Rewrite the listing below with every "report" changed to "summary" and everything else left as is. Leave the picture out of your version.

(Excerpts of bounding box data)
▶

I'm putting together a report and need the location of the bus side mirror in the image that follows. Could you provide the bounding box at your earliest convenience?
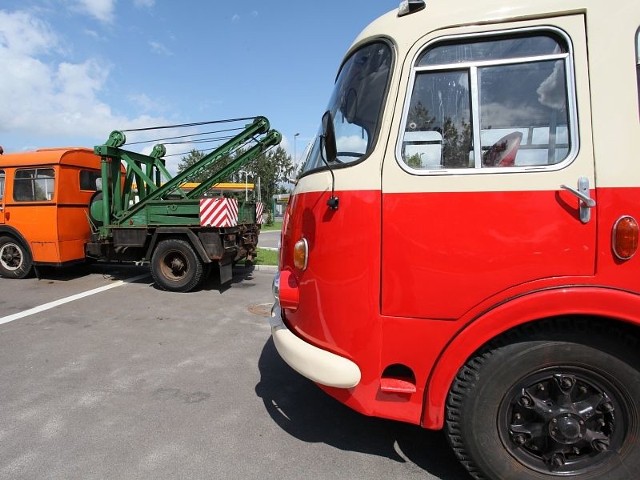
[321,110,338,162]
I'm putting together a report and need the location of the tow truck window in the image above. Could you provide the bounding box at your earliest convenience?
[303,42,393,172]
[398,30,575,172]
[13,168,54,202]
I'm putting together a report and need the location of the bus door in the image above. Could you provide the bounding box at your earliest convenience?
[381,15,597,319]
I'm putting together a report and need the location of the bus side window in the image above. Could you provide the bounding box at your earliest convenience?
[399,29,577,171]
[80,170,100,192]
[13,168,54,202]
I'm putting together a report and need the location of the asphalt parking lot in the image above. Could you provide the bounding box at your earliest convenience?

◀

■ **RESPONSE TO THIS TASK**:
I'm putting together a summary and need the location of the bus side mirror in the image that follows. Could you provide the bounding box at your earliest convenience?
[321,110,338,162]
I'm putting together a summary and need the location of the tow truck window in the image above. Could you provide the bounding box at your earliest convenience?
[303,42,393,172]
[398,30,575,172]
[13,168,54,202]
I'm putting together a summary and need the location of the bus door in the image above. Could you provide the bounding box at your earliest convenience?
[381,15,597,319]
I'm putting together a summary and need the location of the bus side window in the image above. Could you provide the bounding box at your earliest convenience?
[399,29,577,171]
[80,170,100,192]
[13,168,54,202]
I'm putting together a summary and need the location of the asphalt parking lot in the image above. Could you provide the bounding box at your earliest convenience?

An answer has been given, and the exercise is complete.